▸ Extracted text
========================
Similar to other ortholog calling algorithms, different steps in the OrthoHMM workflow can be cpu or memory intensive. Thus, users may want to stop OrthoHMM at certain steps, to faciltiate more practical resource allocation. There are three choices for when to stop the analysis: prepare, infer, and write.

prepare: Stop after preparing input files for the all-by-all search
infer: Stop after inferring the orthogroups
write: Stop after writing sequence files for the orthogroups. Currently, this is synonymous with not specifying a step to stop the analysis at.

# stop orthohmm after preparing the all-by-all search commands
orthohmm <path_to_directory_of_FASTA_files> --stop prepare

Start

Start analysis from a specific intermediate step. Currently, this can only be applied to the results from the all-by-all search.

search_res: Start analysis from all-by-all search results.

# start orthohmm from after the all-by-all searches are complete
orthohmm <path_to_directory_of_FASTA_files> --start search_res

All options

Option	Usage and meaning
-h/--help	Print help message
-v/--version	Print software version
-o/--output_directory	Output directory name. Default: same directory as directory of FASTA files
-p/--phhmer	Path to phmmer from HMMER suite. Default: phmmer
-x/--substitution_matrix	Specify substitution matrix to use for generating the HMMs. Default: BLOSUM62
-c/--cpu	Number of parallel CPU workers to use for multithreading. Default: auto detect
-s/--single_copy_threshold	Taxon occupancy threshold for single-copy orthologs. Default 0.5
-m/--mcl	Path to mcl software. Default: mcl
-i/--inflation_value	MCL inflation parameter. Default: 1.5
--stop	Stop OrthoHMM run at a specific step. Default: None
--start	Start OrthoHMM run at a specific step. Default: None
========================
▸ Supplied data
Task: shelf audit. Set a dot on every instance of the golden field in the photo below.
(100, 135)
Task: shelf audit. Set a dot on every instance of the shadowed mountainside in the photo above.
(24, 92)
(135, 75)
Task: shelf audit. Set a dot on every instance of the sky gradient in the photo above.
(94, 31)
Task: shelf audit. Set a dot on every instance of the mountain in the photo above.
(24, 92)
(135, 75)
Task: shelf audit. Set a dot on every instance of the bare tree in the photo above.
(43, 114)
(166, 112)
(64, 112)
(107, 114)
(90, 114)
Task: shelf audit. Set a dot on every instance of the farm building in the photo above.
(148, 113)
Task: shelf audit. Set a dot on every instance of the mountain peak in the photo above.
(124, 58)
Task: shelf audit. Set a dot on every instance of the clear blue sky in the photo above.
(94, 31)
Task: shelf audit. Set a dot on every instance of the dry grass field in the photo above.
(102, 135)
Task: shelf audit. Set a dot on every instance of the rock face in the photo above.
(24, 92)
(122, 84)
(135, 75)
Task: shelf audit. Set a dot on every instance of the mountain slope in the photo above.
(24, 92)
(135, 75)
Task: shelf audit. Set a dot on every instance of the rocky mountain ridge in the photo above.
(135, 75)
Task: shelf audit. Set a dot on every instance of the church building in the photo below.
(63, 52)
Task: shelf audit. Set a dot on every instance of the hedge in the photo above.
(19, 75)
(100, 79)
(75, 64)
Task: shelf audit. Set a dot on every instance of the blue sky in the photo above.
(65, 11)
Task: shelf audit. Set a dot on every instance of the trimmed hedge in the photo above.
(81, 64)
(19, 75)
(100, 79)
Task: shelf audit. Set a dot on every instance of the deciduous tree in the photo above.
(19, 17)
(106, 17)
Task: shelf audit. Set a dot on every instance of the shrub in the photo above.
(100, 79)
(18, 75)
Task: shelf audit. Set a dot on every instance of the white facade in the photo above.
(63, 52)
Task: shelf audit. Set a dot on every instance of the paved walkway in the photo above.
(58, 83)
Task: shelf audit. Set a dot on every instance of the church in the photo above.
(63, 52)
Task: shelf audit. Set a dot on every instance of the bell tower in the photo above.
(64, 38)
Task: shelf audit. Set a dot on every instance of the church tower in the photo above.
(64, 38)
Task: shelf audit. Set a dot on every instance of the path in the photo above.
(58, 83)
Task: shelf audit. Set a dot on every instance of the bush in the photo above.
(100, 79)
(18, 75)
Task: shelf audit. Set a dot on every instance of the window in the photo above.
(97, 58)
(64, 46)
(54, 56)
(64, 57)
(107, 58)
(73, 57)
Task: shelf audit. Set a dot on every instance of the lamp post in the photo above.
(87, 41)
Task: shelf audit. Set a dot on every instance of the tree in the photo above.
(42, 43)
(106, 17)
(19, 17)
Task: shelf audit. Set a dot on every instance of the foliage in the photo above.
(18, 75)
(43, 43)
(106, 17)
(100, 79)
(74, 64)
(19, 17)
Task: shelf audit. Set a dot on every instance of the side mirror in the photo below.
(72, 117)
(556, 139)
========================
▸ Challenge
Reproduce the OrthoHMM usage text in full, word for word. Rely only on the OrthoHMM usage text; the rows play no part here.

▸ Result of this task
Similar to other ortholog calling algorithms, different steps in the OrthoHMM workflow can be cpu or memory intensive. Thus, users may want to stop OrthoHMM at certain steps, to faciltiate more practical resource allocation. There are three choices for when to stop the analysis: prepare, infer, and write.

prepare: Stop after preparing input files for the all-by-all search
infer: Stop after inferring the orthogroups
write: Stop after writing sequence files for the orthogroups. Currently, this is synonymous with not specifying a step to stop the analysis at.

# stop orthohmm after preparing the all-by-all search commands
orthohmm <path_to_directory_of_FASTA_files> --stop prepare

Start

Start analysis from a specific intermediate step. Currently, this can only be applied to the results from the all-by-all search.

search_res: Start analysis from all-by-all search results.

# start orthohmm from after the all-by-all searches are complete
orthohmm <path_to_directory_of_FASTA_files> --start search_res

All options

Option	Usage and meaning
-h/--help	Print help message
-v/--version	Print software version
-o/--output_directory	Output directory name. Default: same directory as directory of FASTA files
-p/--phhmer	Path to phmmer from HMMER suite. Default: phmmer
-x/--substitution_matrix	Specify substitution matrix to use for generating the HMMs. Default: BLOSUM62
-c/--cpu	Number of parallel CPU workers to use for multithreading. Default: auto detect
-s/--single_copy_threshold	Taxon occupancy threshold for single-copy orthologs. Default 0.5
-m/--mcl	Path to mcl software. Default: mcl
-i/--inflation_value	MCL inflation parameter. Default: 1.5
--stop	Stop OrthoHMM run at a specific step. Default: None
--start	Start OrthoHMM run at a specific step. Default: None